GOAL
Lines before the one containing "Check that every instance of the shoreline" are excluded; retype that line and all remaining lines of the material exactly.
# start of INFORMATION PROVIDED
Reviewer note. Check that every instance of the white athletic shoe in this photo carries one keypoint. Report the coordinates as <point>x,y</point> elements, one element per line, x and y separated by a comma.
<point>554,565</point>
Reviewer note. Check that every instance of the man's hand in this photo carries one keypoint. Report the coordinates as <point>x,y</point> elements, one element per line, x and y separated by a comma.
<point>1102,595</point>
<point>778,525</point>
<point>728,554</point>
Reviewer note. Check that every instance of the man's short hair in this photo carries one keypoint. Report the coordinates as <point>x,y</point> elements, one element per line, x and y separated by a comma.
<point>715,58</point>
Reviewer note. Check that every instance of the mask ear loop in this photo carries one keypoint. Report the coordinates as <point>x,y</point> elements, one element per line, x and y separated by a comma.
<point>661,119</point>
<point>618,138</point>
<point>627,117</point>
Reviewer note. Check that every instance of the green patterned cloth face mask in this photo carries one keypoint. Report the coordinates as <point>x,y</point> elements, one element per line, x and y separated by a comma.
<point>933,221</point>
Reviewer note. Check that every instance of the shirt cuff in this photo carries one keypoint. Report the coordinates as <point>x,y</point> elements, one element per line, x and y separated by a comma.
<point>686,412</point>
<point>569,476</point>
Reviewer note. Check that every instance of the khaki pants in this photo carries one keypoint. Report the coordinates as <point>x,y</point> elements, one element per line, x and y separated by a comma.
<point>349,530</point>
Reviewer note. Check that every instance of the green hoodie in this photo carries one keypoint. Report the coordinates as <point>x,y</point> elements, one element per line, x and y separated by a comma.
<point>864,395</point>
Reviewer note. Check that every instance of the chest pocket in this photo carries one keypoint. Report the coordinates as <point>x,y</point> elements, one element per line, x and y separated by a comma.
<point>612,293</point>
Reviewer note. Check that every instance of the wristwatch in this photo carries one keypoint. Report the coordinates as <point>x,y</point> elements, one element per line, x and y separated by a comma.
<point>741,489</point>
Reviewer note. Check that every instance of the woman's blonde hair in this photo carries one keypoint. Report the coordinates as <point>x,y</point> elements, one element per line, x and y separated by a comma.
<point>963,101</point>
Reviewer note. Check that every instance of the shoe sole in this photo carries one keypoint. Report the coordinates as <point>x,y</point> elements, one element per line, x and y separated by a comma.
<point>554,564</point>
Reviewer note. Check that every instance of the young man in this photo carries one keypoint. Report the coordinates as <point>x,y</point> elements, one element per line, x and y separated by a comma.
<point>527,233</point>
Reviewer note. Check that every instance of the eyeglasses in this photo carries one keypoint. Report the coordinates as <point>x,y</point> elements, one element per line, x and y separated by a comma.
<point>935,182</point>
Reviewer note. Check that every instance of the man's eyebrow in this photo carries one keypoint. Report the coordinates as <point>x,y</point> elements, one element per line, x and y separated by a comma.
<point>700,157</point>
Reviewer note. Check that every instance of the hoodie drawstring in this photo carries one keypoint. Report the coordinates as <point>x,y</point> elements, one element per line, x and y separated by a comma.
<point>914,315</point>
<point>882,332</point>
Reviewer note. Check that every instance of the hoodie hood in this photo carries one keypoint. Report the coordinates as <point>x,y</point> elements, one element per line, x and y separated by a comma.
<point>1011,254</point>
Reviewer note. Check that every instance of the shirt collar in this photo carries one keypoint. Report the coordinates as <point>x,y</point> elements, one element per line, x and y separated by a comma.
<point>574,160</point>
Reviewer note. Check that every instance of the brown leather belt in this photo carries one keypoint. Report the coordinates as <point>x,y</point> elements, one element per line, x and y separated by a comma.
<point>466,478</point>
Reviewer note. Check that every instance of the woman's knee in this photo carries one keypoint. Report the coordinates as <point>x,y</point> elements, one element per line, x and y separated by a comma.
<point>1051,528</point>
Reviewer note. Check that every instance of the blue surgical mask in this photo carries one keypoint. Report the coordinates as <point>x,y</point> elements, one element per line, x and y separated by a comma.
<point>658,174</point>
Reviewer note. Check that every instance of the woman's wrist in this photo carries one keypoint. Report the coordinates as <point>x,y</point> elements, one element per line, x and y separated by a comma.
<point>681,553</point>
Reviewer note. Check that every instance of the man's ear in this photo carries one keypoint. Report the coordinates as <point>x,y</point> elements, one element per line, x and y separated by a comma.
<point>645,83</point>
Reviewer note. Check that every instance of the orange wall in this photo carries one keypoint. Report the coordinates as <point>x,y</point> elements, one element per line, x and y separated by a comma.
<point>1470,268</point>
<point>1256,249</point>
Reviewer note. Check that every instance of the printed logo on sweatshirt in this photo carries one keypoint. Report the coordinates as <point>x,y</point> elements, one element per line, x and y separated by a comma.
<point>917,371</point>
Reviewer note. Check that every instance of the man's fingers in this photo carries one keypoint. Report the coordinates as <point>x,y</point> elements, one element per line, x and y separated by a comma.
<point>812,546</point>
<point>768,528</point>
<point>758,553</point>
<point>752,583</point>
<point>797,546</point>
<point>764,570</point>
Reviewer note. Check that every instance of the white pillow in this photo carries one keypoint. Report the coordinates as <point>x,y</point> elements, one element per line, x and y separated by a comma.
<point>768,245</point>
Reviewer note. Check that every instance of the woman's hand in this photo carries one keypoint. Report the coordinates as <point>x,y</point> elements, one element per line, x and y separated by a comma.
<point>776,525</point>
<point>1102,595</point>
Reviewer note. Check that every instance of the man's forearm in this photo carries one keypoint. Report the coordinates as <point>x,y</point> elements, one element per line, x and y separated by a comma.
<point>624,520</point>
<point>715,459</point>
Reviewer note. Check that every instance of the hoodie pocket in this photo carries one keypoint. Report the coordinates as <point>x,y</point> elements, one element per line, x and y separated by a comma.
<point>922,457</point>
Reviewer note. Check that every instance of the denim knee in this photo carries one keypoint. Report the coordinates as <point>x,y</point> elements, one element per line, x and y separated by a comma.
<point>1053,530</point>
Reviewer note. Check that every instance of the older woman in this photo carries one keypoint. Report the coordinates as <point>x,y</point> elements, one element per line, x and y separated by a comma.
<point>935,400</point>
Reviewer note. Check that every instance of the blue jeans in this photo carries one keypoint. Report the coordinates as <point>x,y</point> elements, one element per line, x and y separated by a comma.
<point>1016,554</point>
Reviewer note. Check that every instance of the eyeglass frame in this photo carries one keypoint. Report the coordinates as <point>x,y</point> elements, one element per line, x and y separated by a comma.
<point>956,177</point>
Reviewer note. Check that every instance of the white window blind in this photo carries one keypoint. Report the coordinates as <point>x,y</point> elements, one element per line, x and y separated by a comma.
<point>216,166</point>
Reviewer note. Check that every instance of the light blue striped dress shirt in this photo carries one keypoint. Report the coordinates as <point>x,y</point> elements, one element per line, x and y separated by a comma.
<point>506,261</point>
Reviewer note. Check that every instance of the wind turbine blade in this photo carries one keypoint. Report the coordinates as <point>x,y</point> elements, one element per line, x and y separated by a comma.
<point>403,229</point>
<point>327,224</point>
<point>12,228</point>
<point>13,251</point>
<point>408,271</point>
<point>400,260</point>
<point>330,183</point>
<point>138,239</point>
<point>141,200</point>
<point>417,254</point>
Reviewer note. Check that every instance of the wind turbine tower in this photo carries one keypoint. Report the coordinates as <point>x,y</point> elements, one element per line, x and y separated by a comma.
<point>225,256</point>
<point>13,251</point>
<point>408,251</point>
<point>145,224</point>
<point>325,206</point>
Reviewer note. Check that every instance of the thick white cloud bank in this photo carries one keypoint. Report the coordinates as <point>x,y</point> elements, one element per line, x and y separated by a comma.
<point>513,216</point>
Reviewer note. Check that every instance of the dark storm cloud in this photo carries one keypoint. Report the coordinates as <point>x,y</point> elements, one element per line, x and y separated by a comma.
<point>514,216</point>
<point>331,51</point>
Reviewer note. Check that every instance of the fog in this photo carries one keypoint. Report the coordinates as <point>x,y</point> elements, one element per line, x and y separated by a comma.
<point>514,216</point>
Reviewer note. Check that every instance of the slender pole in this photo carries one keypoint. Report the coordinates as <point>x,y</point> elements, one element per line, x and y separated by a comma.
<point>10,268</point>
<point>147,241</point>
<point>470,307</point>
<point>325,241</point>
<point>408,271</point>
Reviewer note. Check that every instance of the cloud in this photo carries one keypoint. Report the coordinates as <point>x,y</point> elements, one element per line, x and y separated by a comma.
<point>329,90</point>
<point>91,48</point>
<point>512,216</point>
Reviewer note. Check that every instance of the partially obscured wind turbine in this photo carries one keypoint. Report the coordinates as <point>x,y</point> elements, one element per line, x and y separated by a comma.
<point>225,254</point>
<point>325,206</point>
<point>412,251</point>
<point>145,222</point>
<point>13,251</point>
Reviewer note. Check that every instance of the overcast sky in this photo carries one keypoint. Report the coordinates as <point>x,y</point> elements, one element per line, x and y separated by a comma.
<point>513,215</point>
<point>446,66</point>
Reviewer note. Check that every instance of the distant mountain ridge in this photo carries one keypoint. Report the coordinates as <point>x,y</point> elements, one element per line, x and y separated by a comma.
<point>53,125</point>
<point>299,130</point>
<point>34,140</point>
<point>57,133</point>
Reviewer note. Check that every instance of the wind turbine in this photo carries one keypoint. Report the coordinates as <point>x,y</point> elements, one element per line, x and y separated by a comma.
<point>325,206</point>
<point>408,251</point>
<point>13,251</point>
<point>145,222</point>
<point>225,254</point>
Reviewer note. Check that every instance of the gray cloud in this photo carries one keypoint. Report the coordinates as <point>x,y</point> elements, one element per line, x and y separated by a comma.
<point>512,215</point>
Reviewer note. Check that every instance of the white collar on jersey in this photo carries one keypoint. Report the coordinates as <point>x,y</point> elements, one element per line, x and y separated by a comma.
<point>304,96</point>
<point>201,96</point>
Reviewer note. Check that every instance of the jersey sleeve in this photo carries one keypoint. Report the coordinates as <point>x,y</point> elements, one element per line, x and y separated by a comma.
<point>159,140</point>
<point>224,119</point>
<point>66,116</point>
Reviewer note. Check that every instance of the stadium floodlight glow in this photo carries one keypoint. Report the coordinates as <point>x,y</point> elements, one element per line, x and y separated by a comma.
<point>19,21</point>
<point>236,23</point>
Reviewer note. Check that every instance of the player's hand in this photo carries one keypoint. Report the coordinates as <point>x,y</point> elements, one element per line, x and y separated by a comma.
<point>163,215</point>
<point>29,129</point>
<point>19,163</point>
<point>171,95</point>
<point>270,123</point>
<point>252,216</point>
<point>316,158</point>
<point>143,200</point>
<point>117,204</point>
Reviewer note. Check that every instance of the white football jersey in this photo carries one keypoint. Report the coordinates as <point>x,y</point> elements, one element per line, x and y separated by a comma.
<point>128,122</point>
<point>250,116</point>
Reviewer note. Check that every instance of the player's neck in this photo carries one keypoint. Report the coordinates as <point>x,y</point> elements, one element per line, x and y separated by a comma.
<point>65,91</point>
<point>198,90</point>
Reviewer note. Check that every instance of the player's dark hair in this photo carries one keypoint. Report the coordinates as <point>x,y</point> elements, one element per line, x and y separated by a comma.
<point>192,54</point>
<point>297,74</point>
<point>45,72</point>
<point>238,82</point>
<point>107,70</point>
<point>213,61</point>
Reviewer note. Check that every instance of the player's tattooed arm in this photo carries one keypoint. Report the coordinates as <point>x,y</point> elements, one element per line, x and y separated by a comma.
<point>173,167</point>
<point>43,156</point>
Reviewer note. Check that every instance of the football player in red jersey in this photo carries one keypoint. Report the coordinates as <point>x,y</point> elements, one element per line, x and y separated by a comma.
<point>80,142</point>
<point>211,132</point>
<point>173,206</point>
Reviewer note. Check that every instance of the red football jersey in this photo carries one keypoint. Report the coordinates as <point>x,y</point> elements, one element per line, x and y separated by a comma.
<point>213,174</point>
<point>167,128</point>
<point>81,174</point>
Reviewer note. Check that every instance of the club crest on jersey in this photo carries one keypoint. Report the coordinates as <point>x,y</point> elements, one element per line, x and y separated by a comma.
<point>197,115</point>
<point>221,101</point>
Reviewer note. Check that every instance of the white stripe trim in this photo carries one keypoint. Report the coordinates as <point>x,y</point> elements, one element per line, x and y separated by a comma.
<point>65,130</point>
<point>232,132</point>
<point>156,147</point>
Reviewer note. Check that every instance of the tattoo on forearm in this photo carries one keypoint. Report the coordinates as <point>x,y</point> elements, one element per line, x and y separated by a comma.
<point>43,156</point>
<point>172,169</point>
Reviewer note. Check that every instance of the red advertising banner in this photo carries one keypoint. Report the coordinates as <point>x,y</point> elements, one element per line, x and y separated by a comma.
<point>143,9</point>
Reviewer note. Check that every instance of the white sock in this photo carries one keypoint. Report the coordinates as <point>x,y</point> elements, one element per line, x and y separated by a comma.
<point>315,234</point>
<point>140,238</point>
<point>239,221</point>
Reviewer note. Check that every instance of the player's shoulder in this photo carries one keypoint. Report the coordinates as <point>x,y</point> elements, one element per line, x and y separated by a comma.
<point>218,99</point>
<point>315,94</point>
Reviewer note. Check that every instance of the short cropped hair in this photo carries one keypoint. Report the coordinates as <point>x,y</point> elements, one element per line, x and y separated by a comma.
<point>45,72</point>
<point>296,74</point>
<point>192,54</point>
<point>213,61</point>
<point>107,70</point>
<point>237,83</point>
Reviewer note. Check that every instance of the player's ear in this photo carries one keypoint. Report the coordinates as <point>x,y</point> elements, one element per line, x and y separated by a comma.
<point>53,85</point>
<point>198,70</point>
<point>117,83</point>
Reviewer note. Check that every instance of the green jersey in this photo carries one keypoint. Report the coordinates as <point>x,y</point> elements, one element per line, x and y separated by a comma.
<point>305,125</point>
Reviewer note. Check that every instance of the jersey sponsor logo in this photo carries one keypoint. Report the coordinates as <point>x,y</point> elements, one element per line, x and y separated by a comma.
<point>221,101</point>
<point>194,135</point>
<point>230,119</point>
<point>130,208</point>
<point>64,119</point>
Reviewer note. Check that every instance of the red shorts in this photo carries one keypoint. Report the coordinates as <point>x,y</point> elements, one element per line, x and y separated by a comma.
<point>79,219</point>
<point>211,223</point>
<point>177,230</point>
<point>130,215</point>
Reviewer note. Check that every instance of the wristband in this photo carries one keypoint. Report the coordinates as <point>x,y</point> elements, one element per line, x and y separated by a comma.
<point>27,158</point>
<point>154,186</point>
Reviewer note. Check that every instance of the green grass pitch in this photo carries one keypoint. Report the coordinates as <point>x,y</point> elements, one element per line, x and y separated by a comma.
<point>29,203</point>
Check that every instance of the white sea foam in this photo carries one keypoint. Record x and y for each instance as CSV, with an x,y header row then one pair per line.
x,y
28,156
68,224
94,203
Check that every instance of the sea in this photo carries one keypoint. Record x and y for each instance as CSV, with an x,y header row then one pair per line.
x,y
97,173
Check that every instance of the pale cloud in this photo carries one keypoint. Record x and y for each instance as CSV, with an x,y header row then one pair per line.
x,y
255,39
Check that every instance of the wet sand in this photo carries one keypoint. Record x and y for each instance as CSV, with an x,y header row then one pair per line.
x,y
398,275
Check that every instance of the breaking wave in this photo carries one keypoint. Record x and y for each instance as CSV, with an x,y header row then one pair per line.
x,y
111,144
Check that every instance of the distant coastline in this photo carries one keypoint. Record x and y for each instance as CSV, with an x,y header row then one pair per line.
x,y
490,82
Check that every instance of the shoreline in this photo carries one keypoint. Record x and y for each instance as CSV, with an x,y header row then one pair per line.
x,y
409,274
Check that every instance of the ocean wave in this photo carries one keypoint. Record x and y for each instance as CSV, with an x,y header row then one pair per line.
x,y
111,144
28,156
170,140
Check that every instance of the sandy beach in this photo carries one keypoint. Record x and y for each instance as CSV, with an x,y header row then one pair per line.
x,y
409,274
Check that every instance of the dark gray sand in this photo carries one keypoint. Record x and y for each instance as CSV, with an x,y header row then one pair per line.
# end of INFORMATION PROVIDED
THE OUTPUT
Check that every instance of the shoreline in this photo carries one keypoint. Record x and y for each instance as CSV, with an x,y header row then one pair per line.
x,y
409,274
Check that every instance of the ocean wave in this photo carries one keypoint. Record x and y for each instance as CSV, with an x,y header row then one pair per line.
x,y
111,144
28,156
170,140
Check that every instance of the sandy beach in this photo carries one keypoint. Record x and y for each instance as CSV, with an x,y header row then one pair per line.
x,y
409,274
Check that every instance of the dark gray sand in this photo carries one keypoint. Record x and y for each instance as CSV, with an x,y header row then one pair per line.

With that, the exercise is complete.